> **DATA FOR ANALYSIS**:

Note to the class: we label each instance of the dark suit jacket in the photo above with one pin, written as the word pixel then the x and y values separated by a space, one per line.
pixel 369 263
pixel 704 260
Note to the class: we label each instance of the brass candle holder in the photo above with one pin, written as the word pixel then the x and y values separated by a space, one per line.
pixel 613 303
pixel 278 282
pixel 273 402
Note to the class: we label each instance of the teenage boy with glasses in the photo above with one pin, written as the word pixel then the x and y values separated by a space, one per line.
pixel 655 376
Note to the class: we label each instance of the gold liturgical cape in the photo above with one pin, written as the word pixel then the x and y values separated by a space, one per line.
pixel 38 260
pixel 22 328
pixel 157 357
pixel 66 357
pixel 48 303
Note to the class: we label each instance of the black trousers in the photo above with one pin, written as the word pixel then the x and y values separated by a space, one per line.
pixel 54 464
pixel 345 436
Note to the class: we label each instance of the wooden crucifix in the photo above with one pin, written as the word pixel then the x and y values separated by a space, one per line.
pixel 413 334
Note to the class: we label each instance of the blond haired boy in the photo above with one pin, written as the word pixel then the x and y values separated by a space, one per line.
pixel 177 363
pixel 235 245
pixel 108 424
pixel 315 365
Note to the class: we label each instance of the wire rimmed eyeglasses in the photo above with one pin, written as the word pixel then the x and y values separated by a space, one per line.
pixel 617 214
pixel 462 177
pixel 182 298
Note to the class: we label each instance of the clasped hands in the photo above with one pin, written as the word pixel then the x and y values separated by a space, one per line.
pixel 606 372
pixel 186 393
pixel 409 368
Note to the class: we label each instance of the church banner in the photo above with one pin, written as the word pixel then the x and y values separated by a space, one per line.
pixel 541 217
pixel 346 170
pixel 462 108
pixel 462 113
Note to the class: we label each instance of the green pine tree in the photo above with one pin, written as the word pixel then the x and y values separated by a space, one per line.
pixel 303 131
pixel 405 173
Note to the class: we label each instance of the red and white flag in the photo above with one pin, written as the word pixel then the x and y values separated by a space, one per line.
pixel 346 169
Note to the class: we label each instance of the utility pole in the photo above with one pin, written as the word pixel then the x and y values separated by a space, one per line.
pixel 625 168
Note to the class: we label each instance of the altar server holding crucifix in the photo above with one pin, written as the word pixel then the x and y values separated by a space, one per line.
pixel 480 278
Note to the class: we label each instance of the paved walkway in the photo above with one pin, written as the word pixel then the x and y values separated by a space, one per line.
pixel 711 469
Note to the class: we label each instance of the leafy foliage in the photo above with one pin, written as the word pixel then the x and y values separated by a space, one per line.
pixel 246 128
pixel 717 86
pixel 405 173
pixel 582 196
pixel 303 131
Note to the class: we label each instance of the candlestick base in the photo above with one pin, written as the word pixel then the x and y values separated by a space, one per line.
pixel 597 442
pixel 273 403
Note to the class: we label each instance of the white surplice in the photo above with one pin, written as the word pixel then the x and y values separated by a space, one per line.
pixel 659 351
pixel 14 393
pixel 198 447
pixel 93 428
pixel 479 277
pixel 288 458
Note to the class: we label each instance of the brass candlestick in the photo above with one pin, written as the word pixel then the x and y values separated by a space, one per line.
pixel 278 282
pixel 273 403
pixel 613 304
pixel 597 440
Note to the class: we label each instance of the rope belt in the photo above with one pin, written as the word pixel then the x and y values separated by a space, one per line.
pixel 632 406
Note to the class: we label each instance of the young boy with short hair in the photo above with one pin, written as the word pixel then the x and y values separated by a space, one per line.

> **REQUIRED ACTION**:
All of the data above should be reproduced verbatim.

> **COMPLETED TASK**:
Note to the class: we label each instance of the dark suit jacket in the photo above with one pin, written as the word pixel then the x and y values separated by a space, one per line.
pixel 369 263
pixel 704 260
Note to the class: we label each instance of the brass candle holder in the photo above with one pin, written as the word pixel then the x and y values separated by a space, one per line.
pixel 613 303
pixel 278 282
pixel 273 402
Note to the class: we label each instance of the teenage boy with glasses in the photo above with one pin, written as the word pixel then the x and y values separated by a space, one per line.
pixel 655 376
Note to the class: we label each instance of the gold liturgical cape in the photo above with one pin, written as the word pixel then the x and y values separated by a space, one per line.
pixel 38 260
pixel 22 328
pixel 157 357
pixel 66 357
pixel 48 303
Note to the class: we label each instance of the black trousers in the photo above with one pin, written as the word pixel then the x and y values separated by a space, one per line.
pixel 54 464
pixel 345 436
Note to the class: we label each instance of the wooden crucifix in the photo above with one pin, written as the word pixel then the x and y values separated by a space, one per line.
pixel 413 334
Note to the class: we label each instance of the blond haired boy in the photo above with one pin, written as the word pixel then the x and y values separated by a space, one per line.
pixel 177 363
pixel 235 245
pixel 108 424
pixel 315 365
Note to the class: we label each instance of the wire rimmed eyeglasses in the photo above with one pin, written as the word pixel then the x and y values separated by a space, one per line.
pixel 617 214
pixel 462 177
pixel 182 298
Note to the class: we label each instance of the clasped hands in the photo above with one pin, written as the word pixel then the x and y values separated by a space, one per line.
pixel 606 372
pixel 186 393
pixel 409 368
Note to the class: we label each instance of the church banner in the photo above with one pin, written as the word pixel then the x and y values separated by a space, one per line.
pixel 541 217
pixel 346 170
pixel 462 108
pixel 462 113
Note to the class: we label each instance of the green pine tree in the photo above with one pin, written as the word pixel then the x and y values separated by a space, one per line.
pixel 303 131
pixel 405 173
Note to the class: we label each instance of the red and white flag in the photo above with one pin, written as the word pixel then the x and y values separated by a space, one per line.
pixel 346 169
Note to the class: we label each instance of the utility pole in the photo above with one pin, written as the word pixel then the x and y values separated by a space, one per line.
pixel 625 168
Note to the class: we label each instance of the altar server holding crucifix in the photo above with one pin, written as the word pixel then the x and y values separated by a space, one per line.
pixel 480 278
Note to the class: we label each instance of the paved walkway in the photo above with one pin, written as the word pixel then the x and y values separated by a space, one per line.
pixel 711 469
Note to the class: we label each instance of the leafy foliage in the photo above with one pin, written as the word pixel then the x and y values separated by a space, one per line.
pixel 246 128
pixel 717 86
pixel 405 173
pixel 582 196
pixel 303 131
Note to the class: we label each instance of the candlestick base in the photo above with one pin, written as the word pixel then the x and y values separated by a space, one per line.
pixel 597 442
pixel 273 403
Note to the class: we label each instance of the white surplice in the photo above with one pin, written as the word pixel then the x and y values separated by a space, one per line.
pixel 659 351
pixel 14 393
pixel 198 447
pixel 93 428
pixel 479 277
pixel 288 458
Note to the class: we label each instance of the brass candlestick in the photo above with one pin, written as the word pixel then the x and y values separated by a space, one per line.
pixel 278 282
pixel 273 403
pixel 613 304
pixel 597 440
Note to the class: we label each instance of the rope belt in the photo above with one pin, written as the word pixel then the x and y values separated by a space, one per line.
pixel 632 406
Note to the class: we label each instance of the young boy with short hair in the photo above with one pin, written as the word pixel then the x and y values separated by a space, one per line.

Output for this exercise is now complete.